■ RAW RECORDS:
★ ★ ★ ★ ★
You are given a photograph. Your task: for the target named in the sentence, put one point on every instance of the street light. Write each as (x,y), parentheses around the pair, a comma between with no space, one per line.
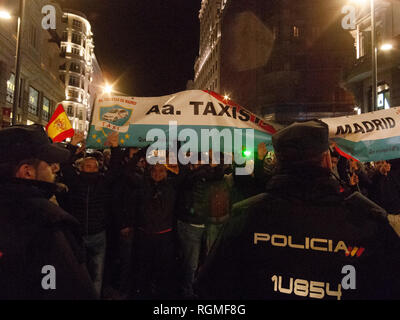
(386,47)
(6,15)
(374,58)
(107,89)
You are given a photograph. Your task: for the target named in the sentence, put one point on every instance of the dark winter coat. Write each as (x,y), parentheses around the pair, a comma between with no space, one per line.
(89,196)
(35,233)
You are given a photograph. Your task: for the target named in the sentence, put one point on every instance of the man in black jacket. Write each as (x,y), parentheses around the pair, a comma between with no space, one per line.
(41,252)
(302,239)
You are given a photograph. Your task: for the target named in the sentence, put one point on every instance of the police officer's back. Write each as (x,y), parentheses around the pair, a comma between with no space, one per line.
(294,240)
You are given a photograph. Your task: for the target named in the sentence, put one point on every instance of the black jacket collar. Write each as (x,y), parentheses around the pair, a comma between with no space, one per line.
(27,188)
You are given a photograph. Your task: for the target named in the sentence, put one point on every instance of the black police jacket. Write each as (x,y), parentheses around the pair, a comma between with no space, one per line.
(303,240)
(36,235)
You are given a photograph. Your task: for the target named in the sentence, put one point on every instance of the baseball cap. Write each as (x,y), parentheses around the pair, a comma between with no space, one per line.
(301,139)
(22,142)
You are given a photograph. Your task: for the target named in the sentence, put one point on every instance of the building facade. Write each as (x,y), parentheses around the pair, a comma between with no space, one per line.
(282,59)
(41,88)
(358,76)
(79,68)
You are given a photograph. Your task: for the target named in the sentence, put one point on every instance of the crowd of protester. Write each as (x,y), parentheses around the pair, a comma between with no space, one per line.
(148,229)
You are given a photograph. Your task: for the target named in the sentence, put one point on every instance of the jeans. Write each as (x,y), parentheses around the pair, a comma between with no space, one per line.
(126,264)
(190,238)
(212,233)
(95,245)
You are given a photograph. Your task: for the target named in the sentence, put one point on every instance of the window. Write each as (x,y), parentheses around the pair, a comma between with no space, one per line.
(33,101)
(76,51)
(70,110)
(76,38)
(296,31)
(46,109)
(73,81)
(10,88)
(75,67)
(33,41)
(73,94)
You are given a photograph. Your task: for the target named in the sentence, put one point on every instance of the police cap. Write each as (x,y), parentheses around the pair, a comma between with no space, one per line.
(301,139)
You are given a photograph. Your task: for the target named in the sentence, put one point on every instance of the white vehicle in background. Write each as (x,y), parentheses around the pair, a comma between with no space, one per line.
(115,115)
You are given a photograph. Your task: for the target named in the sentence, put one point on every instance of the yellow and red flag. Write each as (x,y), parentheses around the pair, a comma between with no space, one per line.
(59,127)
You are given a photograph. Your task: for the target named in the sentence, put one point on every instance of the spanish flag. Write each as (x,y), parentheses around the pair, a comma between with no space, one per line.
(59,127)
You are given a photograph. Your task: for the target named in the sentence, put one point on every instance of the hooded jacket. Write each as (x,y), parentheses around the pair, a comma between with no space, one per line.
(35,233)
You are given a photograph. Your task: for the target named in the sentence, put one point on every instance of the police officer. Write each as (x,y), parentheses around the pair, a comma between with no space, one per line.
(302,239)
(41,252)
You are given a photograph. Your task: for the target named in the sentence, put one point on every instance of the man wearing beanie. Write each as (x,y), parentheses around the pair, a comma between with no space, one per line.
(41,252)
(302,239)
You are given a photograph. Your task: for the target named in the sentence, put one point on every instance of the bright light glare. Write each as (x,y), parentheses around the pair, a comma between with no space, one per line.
(359,2)
(107,88)
(4,15)
(387,46)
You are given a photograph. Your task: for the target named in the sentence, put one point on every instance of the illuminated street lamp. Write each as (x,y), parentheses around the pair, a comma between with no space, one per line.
(386,47)
(107,89)
(7,15)
(374,57)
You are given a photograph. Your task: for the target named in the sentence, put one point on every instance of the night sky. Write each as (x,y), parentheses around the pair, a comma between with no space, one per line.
(147,48)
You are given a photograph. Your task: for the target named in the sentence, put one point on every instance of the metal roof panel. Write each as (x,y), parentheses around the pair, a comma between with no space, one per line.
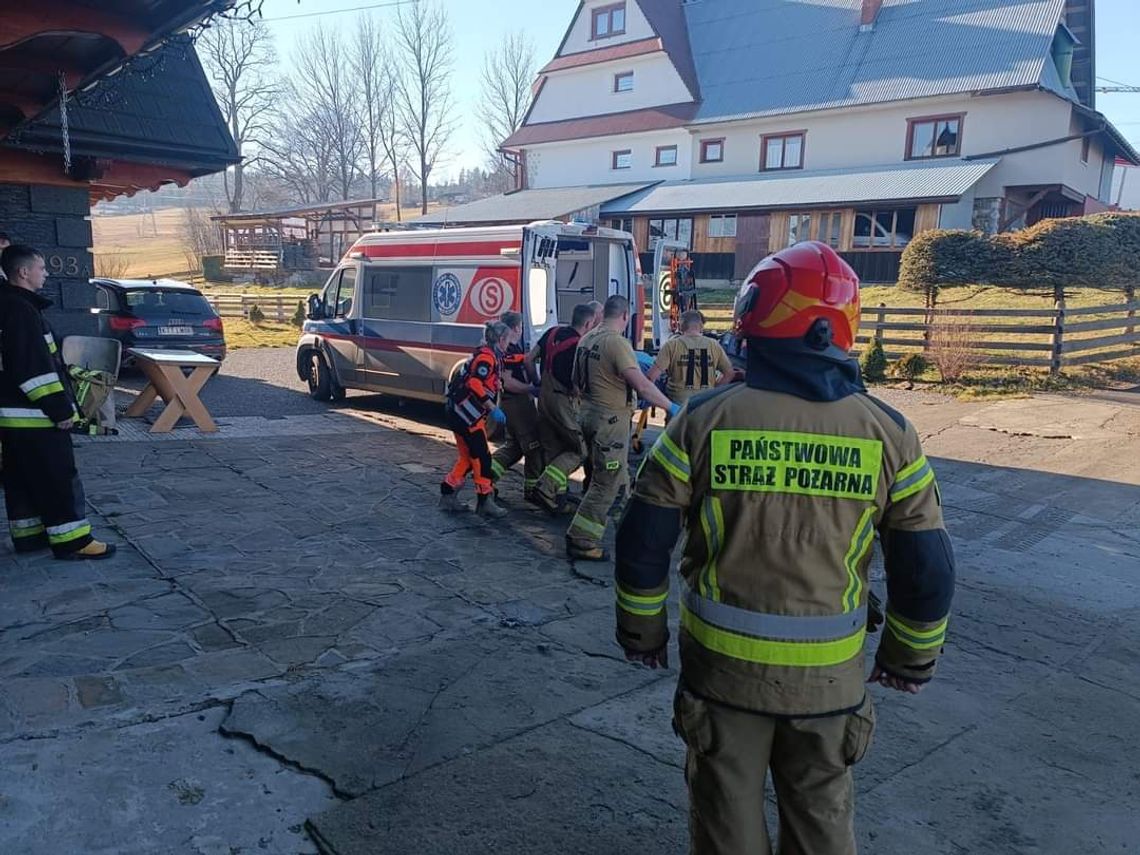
(530,205)
(944,180)
(766,57)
★ ★ ★ ★ ★
■ PROBLEM REQUIREMENTS: Reproduce every one of the records above word for word, leaving out the pictures.

■ TASK RESULT:
You are given a photograph. Your task: for the target named in the sentence, put one point on every instance of the street light. Write each as (x,y), parentheses around the pair, a comma between with no space, one per line.
(386,47)
(6,15)
(374,58)
(107,89)
You are given a photograph. Your task: for the target named in the sentence, put one point on every instance of the dark winter coat. Write each as (x,y), parentheses around the pair, a comma between with no space, one per line.
(89,196)
(35,233)
You are given a photograph. Your task: for the target named in the sentence, put one point on every instance of the man in black jacket. Write each as (x,y), parentheses around the pair, a comma between with no space, one per line.
(41,252)
(302,239)
You are given a photograph. Your task: for the target named in the sentence, put one point on every instance of the police officer's back. Write each as (x,y), parentheses around the pair, a comma between with no space, one per line.
(294,240)
You are given a photograph. Your task: for the target named in the sentence, put one point on every instance of the black jacket collar. Write each as (x,y), parentheses around the pair, a comma between with no space, one per line.
(27,188)
You are given a photograph. Your task: for the target named in the sentence, put one point on every instance of the black police jacket. Write each as (x,y), parentheses around the pair, a comma between with no space, one per line.
(303,240)
(36,235)
You are given a photograph. Your task: for the target named in the sentence, put one point on every instance of the baseball cap. Write each as (x,y), parentheses around the pair, a comma between with no space, one per line.
(301,139)
(22,142)
You are given a photograph. Your task: for the target named in the sentence, put one point on every instance of the building facade. Write each as (x,y), parentheses around the pair, a comma between with no space, one per line.
(282,59)
(41,88)
(358,76)
(79,68)
You are given a photograph. Your task: for the target named in the sentence, put one point on every instance of the crowd of protester. Write each as (x,y), parentheses around the pair, a comma between with no space, one per line.
(148,229)
You are given a photograph. Your task: for the target named in the sentence, put one point on every instance of the jeans. Write each as (x,y), parentheses around the pair, a comma between with no space, one per line.
(126,264)
(190,238)
(212,233)
(95,245)
You are given a photograph. Your task: for the target named in the sentence, put one point on every instance of the window. Write each as (x,y), parentheses around the pair, a comma between with no space, one per line.
(33,101)
(76,51)
(70,110)
(76,38)
(296,31)
(46,109)
(73,81)
(10,88)
(75,67)
(33,41)
(73,94)
You are given a photograph. Your task: for the target named in the sentence, put one point on every instance of the police cap. Write each as (x,y), parentheses around the pair, a comma between with no space, one per line.
(301,139)
You are given a photograph. Your task: for the target named in the sentence, put one point on every instance of the white vehicle in background. Write each as (x,y), parentheses around the pair, a comma between with no space, one per line.
(115,115)
You are given a photograph. Your task: for the target named in the sentence, put one point on every instance of the yellow and red flag. Write each as (x,y), parentheses around the pair, a comma between with no space, one per line.
(59,127)
You are given a photograph. Your task: for the target named in the sentence, put one point on every instance of the spanish flag. Write each as (x,y), parentheses around the pair, a comma between with no space, one per line.
(59,127)
You are given a photograph. Your task: for the target named in the sentence, put one point on every instance of the hooded jacket. Write each as (x,y), parentheses around the pair, a comma between with no space, one per line.
(35,233)
You are given a photograph. Your task: for the target named in the sentence, put one point on every instance of the police officer. Write each as (x,y), parentheses around the pair, a comma between with no space, one per line.
(302,239)
(41,252)
You are given a photograph. Your task: for the target named in the sentence, put one point on every instance of the man wearing beanie. Write each as (x,y), parentheses around the pair, a comma between with no space, one per line.
(41,252)
(302,239)
You are given a photograph. Your task: for the target named in the sentence, put one point on every instance of the bright light glare. Write each as (x,y), parentheses around the pair, a comma between with no space, one per line.
(359,2)
(107,88)
(4,15)
(387,46)
You are given a photograph. Your task: for the target named in the sentence, put one point on every instance of the illuminated street lamp. Write each as (x,y), parentheses around the pair, a comma between with no space, one per line.
(386,47)
(107,89)
(7,15)
(374,57)
You are given a photograph. Your task: for the target named in the sentence, put one point on every instance of the night sky. Write each as (x,y), parentheses around the pair, a comma between with no space, one per line.
(147,48)
You are given a photograph. Your task: for the target named in the sentence, put one point on every instance of the metal roof panel. Write each as (x,y), parentheses around the pair, a comma between with no space, one per line.
(530,205)
(944,180)
(766,57)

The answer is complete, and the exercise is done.